* Problem requirements *
Reproduce every line of the listing below with no changes.

====== Source records ======

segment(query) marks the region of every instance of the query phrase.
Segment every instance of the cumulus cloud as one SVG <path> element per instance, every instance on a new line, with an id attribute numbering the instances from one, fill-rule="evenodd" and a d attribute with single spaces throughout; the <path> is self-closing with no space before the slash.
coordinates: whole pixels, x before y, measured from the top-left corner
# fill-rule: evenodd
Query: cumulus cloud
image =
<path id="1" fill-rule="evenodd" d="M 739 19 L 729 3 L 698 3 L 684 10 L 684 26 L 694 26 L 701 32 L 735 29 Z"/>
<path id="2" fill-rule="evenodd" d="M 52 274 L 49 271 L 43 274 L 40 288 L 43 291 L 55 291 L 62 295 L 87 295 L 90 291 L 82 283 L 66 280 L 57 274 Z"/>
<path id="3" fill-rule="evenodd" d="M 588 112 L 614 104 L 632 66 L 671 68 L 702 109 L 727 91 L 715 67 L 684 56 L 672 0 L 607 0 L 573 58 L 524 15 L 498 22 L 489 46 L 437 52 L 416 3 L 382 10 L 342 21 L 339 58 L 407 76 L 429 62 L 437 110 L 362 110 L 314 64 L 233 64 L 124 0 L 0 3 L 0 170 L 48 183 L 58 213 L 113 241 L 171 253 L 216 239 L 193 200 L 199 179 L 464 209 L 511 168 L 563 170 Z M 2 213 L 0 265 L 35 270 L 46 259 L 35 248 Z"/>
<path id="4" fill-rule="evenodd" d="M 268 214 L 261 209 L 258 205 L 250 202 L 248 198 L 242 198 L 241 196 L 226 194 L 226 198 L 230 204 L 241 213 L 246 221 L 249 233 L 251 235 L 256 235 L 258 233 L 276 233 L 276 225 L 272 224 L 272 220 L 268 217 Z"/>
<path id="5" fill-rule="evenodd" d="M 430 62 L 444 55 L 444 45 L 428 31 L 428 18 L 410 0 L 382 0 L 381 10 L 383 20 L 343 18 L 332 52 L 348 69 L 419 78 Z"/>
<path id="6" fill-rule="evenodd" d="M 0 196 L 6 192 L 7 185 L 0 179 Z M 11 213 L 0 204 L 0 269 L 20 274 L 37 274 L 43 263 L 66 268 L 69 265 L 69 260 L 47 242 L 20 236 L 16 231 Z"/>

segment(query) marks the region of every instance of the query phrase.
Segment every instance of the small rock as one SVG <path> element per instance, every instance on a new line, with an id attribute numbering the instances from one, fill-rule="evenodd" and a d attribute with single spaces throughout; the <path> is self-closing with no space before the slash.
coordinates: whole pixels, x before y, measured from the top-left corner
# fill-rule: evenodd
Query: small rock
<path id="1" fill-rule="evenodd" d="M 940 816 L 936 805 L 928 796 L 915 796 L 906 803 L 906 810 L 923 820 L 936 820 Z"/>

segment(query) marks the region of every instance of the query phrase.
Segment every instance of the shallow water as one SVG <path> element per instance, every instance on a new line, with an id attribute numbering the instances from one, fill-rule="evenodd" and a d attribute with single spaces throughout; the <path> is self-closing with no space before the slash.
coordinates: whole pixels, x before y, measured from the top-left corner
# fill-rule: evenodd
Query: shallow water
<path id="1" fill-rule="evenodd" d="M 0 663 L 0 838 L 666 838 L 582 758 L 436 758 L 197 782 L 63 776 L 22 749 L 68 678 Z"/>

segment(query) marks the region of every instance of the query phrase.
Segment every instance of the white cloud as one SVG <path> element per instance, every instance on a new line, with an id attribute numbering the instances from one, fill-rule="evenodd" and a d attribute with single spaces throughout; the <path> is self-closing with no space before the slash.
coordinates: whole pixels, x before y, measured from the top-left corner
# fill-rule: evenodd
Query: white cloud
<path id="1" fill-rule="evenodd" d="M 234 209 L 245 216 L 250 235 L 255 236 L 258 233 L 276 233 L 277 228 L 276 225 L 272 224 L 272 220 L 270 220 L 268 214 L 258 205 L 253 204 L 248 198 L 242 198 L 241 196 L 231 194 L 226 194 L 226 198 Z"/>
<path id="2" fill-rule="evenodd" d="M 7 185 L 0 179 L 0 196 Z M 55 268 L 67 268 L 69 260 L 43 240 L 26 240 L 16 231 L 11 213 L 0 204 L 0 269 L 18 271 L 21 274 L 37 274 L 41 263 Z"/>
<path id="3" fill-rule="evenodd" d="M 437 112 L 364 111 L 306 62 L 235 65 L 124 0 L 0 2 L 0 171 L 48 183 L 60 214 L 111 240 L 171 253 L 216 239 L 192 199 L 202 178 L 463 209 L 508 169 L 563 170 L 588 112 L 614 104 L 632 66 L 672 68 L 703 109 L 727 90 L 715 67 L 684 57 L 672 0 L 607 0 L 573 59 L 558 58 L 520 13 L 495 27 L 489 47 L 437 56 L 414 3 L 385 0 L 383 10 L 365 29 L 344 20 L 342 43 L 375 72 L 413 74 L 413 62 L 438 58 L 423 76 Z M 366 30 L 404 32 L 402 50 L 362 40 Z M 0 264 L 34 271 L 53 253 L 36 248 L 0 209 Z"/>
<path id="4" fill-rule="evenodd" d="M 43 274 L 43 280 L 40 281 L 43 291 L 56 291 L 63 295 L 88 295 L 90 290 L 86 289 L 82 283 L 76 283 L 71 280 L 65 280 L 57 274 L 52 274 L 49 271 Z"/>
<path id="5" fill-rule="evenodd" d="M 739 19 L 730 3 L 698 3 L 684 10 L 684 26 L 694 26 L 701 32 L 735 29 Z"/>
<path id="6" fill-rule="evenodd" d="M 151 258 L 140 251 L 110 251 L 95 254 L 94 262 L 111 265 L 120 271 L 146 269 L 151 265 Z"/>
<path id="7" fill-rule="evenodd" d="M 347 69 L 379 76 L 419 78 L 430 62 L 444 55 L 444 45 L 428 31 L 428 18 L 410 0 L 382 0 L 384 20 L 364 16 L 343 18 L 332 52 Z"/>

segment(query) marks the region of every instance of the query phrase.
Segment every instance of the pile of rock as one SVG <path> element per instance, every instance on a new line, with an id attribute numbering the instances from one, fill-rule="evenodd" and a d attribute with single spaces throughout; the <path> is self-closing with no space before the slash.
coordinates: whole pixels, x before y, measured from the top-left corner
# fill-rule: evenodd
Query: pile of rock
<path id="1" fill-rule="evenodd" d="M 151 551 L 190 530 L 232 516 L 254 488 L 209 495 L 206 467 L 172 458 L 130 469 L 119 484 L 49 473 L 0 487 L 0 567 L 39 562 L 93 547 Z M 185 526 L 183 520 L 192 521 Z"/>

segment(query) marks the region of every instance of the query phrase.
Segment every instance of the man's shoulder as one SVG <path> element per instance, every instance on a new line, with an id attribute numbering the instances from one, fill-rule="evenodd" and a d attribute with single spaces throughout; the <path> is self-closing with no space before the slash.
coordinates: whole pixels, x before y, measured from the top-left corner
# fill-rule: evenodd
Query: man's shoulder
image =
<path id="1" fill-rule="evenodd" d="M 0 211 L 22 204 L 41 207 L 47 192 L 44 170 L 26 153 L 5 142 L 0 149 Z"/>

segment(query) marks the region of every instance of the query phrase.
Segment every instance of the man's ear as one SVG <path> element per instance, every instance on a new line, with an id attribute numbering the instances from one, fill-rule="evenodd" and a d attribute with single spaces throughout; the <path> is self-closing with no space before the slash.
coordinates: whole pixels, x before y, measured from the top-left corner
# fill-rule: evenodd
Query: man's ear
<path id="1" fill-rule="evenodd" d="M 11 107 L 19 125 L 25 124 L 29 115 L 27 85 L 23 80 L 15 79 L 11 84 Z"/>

======

* Task output *
segment(query) marks the region of every instance of the query phrase.
Segment every instance of the cumulus cloud as one SVG <path> element per instance, every instance on a new line, with an id attribute numbering the instances from one, fill-rule="evenodd" and a d attribute with single spaces throughout; the <path> is self-closing with no space before the slash.
coordinates: whole pixels, x before y, measured from the top-left corner
# fill-rule: evenodd
Query: cumulus cloud
image =
<path id="1" fill-rule="evenodd" d="M 739 19 L 729 3 L 698 3 L 684 10 L 684 26 L 694 26 L 701 32 L 735 29 Z"/>
<path id="2" fill-rule="evenodd" d="M 52 274 L 49 271 L 43 274 L 40 288 L 43 291 L 55 291 L 62 295 L 87 295 L 90 291 L 82 283 L 66 280 L 57 274 Z"/>
<path id="3" fill-rule="evenodd" d="M 588 112 L 614 104 L 632 66 L 671 68 L 702 109 L 727 91 L 715 67 L 684 56 L 672 0 L 607 0 L 573 58 L 524 15 L 498 22 L 489 46 L 437 52 L 416 3 L 382 10 L 342 21 L 339 58 L 407 76 L 429 62 L 437 110 L 362 110 L 314 64 L 233 64 L 124 0 L 0 3 L 0 170 L 48 183 L 58 213 L 113 241 L 171 253 L 216 239 L 193 200 L 199 179 L 464 209 L 511 168 L 563 170 Z M 2 213 L 0 265 L 35 270 L 46 259 L 35 248 Z"/>
<path id="4" fill-rule="evenodd" d="M 268 214 L 261 209 L 258 205 L 250 202 L 248 198 L 242 198 L 241 196 L 226 194 L 226 198 L 230 204 L 241 213 L 246 221 L 249 233 L 251 235 L 256 235 L 258 233 L 276 233 L 276 225 L 272 224 L 272 220 L 268 217 Z"/>
<path id="5" fill-rule="evenodd" d="M 430 62 L 444 55 L 444 45 L 428 31 L 428 18 L 410 0 L 382 0 L 381 10 L 383 20 L 343 18 L 332 52 L 348 69 L 419 78 Z"/>
<path id="6" fill-rule="evenodd" d="M 0 196 L 6 192 L 7 185 L 0 179 Z M 11 213 L 0 204 L 0 269 L 20 274 L 37 274 L 43 263 L 66 268 L 69 265 L 69 260 L 47 242 L 20 236 L 16 231 Z"/>

segment(query) marks the region of every instance of the query phrase.
Segment every instance of the small rock as one SVG <path> element per instance, every instance on a new line, with an id attribute numbering the instances from one, fill-rule="evenodd" and a d attribute with single spaces throughout; the <path> is self-closing with no space before the slash.
coordinates: whole pixels, x before y, measured from the top-left corner
# fill-rule: evenodd
Query: small rock
<path id="1" fill-rule="evenodd" d="M 940 816 L 936 805 L 928 796 L 915 796 L 906 803 L 906 810 L 923 820 L 936 820 Z"/>

segment(query) marks the region of every instance of the query phrase.
Segment every instance of the shallow water as one SVG <path> element per instance, every instance on a new line, with an id attribute numbering the instances from one, fill-rule="evenodd" and a d attribute with single spaces throughout; the <path> is self-closing with no space before the slash.
coordinates: whole pixels, x before y, measured from the top-left corner
# fill-rule: evenodd
Query: shallow water
<path id="1" fill-rule="evenodd" d="M 0 663 L 0 838 L 666 838 L 582 758 L 436 758 L 197 782 L 63 776 L 22 749 L 68 678 Z"/>

segment(query) marks the region of every instance of the query phrase.
Segment every instance of the white cloud as one SVG <path> element per instance, every instance on a new line, with an id attribute numbering the instances from one, fill-rule="evenodd" and a d attribute with single spaces throughout; the <path> is self-closing with no space before the slash.
coordinates: whole pixels, x before y, measured from the top-left corner
# fill-rule: evenodd
Query: white cloud
<path id="1" fill-rule="evenodd" d="M 234 209 L 245 216 L 250 235 L 255 236 L 258 233 L 276 233 L 277 228 L 276 225 L 272 224 L 272 220 L 270 220 L 268 214 L 258 205 L 253 204 L 248 198 L 242 198 L 241 196 L 231 194 L 226 194 L 226 198 Z"/>
<path id="2" fill-rule="evenodd" d="M 7 185 L 0 179 L 0 196 Z M 55 268 L 67 268 L 69 260 L 43 240 L 26 240 L 16 231 L 11 213 L 0 204 L 0 269 L 18 271 L 21 274 L 37 274 L 41 263 Z"/>
<path id="3" fill-rule="evenodd" d="M 437 112 L 364 111 L 306 62 L 235 65 L 124 0 L 0 2 L 0 171 L 48 183 L 60 214 L 111 240 L 171 253 L 216 239 L 192 199 L 202 178 L 463 209 L 508 169 L 563 170 L 588 112 L 614 104 L 632 66 L 672 68 L 703 109 L 727 90 L 715 67 L 684 57 L 672 0 L 607 0 L 573 59 L 558 58 L 520 13 L 495 27 L 489 47 L 437 56 L 414 3 L 385 0 L 383 10 L 365 29 L 344 20 L 342 43 L 375 72 L 413 74 L 413 62 L 438 58 L 423 76 Z M 366 30 L 404 32 L 402 50 L 362 40 Z M 0 264 L 34 271 L 53 253 L 36 248 L 0 209 Z"/>
<path id="4" fill-rule="evenodd" d="M 43 274 L 43 280 L 40 281 L 43 291 L 56 291 L 63 295 L 88 295 L 90 290 L 86 289 L 82 283 L 76 283 L 71 280 L 65 280 L 57 274 L 52 274 L 49 271 Z"/>
<path id="5" fill-rule="evenodd" d="M 739 19 L 730 3 L 698 3 L 684 10 L 684 26 L 694 26 L 701 32 L 735 29 Z"/>
<path id="6" fill-rule="evenodd" d="M 151 258 L 140 251 L 110 251 L 95 254 L 94 262 L 111 265 L 120 271 L 146 269 L 151 265 Z"/>
<path id="7" fill-rule="evenodd" d="M 347 69 L 379 76 L 419 78 L 430 62 L 444 55 L 444 45 L 428 31 L 428 18 L 410 0 L 382 0 L 384 20 L 364 16 L 343 18 L 332 52 Z"/>

segment(query) marks the region of every instance of the query phrase.
Segment every instance of the pile of rock as one SVG <path> element per instance, every instance on a new line, with an id attribute numbering the instances from one, fill-rule="evenodd" and a d attribute with single spaces throughout; the <path> is self-closing with no space before the slash.
coordinates: whole pixels, x before y, measured from the top-left corner
# fill-rule: evenodd
Query: pile of rock
<path id="1" fill-rule="evenodd" d="M 151 551 L 190 530 L 232 516 L 254 488 L 209 495 L 206 467 L 172 458 L 130 469 L 119 484 L 49 473 L 0 487 L 0 567 L 39 562 L 93 547 Z M 185 526 L 183 520 L 192 521 Z"/>

segment(query) marks the region of every instance of the query phrase.
Segment every instance of the man's shoulder as one SVG <path> element per instance, every instance on a new line, with an id attribute numbering the instances from one, fill-rule="evenodd" and a d attribute with single spaces throughout; the <path> is self-closing with no space before the slash.
coordinates: whole pixels, x before y, measured from the top-left corner
# fill-rule: evenodd
Query: man's shoulder
image =
<path id="1" fill-rule="evenodd" d="M 0 211 L 22 204 L 41 207 L 47 192 L 44 170 L 26 153 L 5 142 L 0 149 Z"/>

segment(query) marks the region of every instance of the query phrase.
Segment every instance of the man's ear as one SVG <path> element per instance, every instance on a new line, with an id attribute numbering the instances from one, fill-rule="evenodd" and a d attribute with single spaces throughout; the <path> is self-closing with no space before the slash.
coordinates: whole pixels, x before y, measured from the top-left corner
# fill-rule: evenodd
Query: man's ear
<path id="1" fill-rule="evenodd" d="M 11 107 L 19 125 L 25 124 L 29 115 L 27 85 L 23 80 L 15 79 L 11 84 Z"/>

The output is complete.